-- EXERCISE DIRECTIONS --
Repeat every line below exactly as it reads.

:: PROVIDED DATA

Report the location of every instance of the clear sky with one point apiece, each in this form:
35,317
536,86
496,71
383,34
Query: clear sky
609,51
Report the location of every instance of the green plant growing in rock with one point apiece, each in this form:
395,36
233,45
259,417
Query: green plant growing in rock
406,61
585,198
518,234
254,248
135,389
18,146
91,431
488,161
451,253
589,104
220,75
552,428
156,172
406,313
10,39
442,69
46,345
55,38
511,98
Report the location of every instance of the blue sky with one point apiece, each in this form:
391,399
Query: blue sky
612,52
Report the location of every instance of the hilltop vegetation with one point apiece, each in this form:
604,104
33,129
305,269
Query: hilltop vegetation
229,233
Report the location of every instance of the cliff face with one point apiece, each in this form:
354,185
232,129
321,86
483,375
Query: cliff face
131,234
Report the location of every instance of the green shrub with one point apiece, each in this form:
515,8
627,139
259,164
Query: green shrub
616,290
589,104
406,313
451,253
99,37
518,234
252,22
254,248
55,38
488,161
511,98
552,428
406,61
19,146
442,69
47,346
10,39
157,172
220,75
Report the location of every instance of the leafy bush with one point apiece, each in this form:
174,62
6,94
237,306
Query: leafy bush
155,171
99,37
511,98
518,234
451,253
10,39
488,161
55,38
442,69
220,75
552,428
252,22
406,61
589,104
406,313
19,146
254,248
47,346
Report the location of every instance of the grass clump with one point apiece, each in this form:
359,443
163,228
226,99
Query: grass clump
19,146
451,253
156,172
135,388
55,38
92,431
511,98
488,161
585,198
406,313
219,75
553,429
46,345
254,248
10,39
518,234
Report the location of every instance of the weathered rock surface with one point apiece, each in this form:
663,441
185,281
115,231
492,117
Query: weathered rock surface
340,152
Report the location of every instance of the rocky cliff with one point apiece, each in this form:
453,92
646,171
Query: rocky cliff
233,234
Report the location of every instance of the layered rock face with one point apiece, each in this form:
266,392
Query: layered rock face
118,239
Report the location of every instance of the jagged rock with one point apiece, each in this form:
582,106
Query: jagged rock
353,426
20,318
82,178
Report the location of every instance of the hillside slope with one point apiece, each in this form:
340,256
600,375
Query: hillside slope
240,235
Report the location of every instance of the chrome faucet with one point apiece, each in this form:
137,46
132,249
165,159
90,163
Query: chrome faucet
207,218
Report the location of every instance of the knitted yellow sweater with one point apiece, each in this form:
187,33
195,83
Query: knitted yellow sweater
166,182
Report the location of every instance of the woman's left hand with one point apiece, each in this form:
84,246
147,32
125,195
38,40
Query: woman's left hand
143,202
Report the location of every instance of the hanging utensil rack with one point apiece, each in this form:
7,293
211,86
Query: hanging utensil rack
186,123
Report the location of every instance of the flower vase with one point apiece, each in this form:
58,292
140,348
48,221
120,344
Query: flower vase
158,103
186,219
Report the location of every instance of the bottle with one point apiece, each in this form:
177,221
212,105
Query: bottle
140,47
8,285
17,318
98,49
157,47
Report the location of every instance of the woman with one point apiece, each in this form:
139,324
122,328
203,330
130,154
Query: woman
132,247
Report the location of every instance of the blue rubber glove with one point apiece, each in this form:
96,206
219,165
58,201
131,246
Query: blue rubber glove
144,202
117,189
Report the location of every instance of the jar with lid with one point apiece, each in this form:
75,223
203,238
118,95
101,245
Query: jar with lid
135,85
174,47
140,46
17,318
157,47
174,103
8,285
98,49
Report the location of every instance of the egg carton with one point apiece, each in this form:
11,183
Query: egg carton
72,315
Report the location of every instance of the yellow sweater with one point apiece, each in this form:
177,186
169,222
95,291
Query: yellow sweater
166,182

::::

-- PROBLEM SOLUTION --
Report the location of every instance of the clear sky with one point apiece, each in this form:
35,317
536,86
496,71
383,34
Query: clear sky
609,51
Report the location of every instance of the green plant growing in rock with one point apiece, each in this form:
395,36
233,45
259,417
Query: green plant growing in rock
406,61
585,198
518,234
254,248
135,389
18,146
91,431
488,161
451,253
589,104
220,75
552,428
156,172
406,313
10,39
442,69
46,345
55,38
511,98
Report the location of every instance of the blue sky with one point apiece, each in this form:
391,399
Query: blue sky
612,52
Report the location of every instance of the hilltop vegetation with one point apiece, each in this form:
604,104
33,129
305,269
Query: hilltop vegetation
229,233
Report the location of every instance of the cliff face with one point apiece, each in this form:
354,185
232,129
321,86
483,375
Query: cliff face
131,234
Report the location of every instance of the green shrub with one point apiece, each in this form:
515,8
627,139
259,164
Query: green shrub
616,290
589,104
406,313
451,253
99,37
518,234
252,22
254,248
55,38
488,161
511,98
552,428
406,61
19,146
442,69
47,346
10,39
157,172
220,75
Report the location of every instance of the leafy bush with one point apiece, each in this form:
174,62
6,94
237,306
Query: leafy bush
155,171
99,37
511,98
518,234
451,253
10,39
488,161
55,38
442,69
220,75
552,428
252,22
406,61
589,104
406,313
19,146
254,248
47,346
Report the location of every instance of the grass clump with one point apiece, each in this form:
359,443
163,228
226,99
Query: grass clump
19,146
451,253
156,172
135,388
55,38
92,431
511,98
488,161
585,198
406,313
219,75
553,429
46,345
254,248
10,39
518,234
Report the location of every instance of the weathered rock surface with one point apiece, each in this form:
663,441
185,281
115,231
492,117
Query: weathered rock surface
340,152
Report the location of every instance of the rocky cliff with one point apiece, each in this form:
453,92
646,171
Query: rocky cliff
233,234
Report the location of every instance of the layered rock face with one point apiece, each in this form:
266,392
Query: layered rock face
118,239
Report the location of every instance of the jagged rock with one point apiece, each in this form:
582,106
Query: jagged rock
353,426
20,318
82,178
Report the location of every instance of the hillside slope with one point apiece, each in this form:
340,256
600,375
Query: hillside slope
240,235
Report the location of every instance of the chrome faucet with one point apiece, each in this form:
137,46
132,249
165,159
90,163
Query: chrome faucet
207,218
Report the location of every instance of the knitted yellow sweater with one point apiece, each in this form:
187,33
195,83
Query: knitted yellow sweater
166,182
Report the location of every instance of the woman's left hand with one point apiece, each in this form:
84,246
147,32
125,195
38,40
Query: woman's left hand
143,202
Report the location of every instance of the hanging utensil rack with one point apiece, each in this form:
7,293
211,86
Query: hanging utensil rack
186,123
Report the location of every instance of the flower vase with one point apiece, each in this form:
58,292
140,348
48,221
120,344
Query: flower vase
158,103
186,219
Report the location of every instance of the bottle with one point apiece, each in this form:
177,221
212,105
Query: bottle
140,47
8,285
17,318
98,49
157,47
Report the location of every instance of the woman with one point apiece, each in this form:
139,324
122,328
203,330
130,154
Query: woman
132,247
Report the location of every instance of the blue rubber glove with one point apiece, each in this form:
96,206
219,165
58,201
131,246
Query: blue rubber glove
144,202
117,189
Report the location of every instance of the jar with lid with one point apiece, each in this form:
75,223
203,238
118,95
101,245
Query: jar with lid
135,85
174,47
140,46
17,318
157,47
174,103
8,285
98,49
Report the location of every instance of the egg carton with one point apiece, each in this form:
11,183
Query: egg carton
72,315
Report the location of every instance of the yellow sweater with one point apiece, each in this form:
177,186
169,222
95,291
Query: yellow sweater
166,182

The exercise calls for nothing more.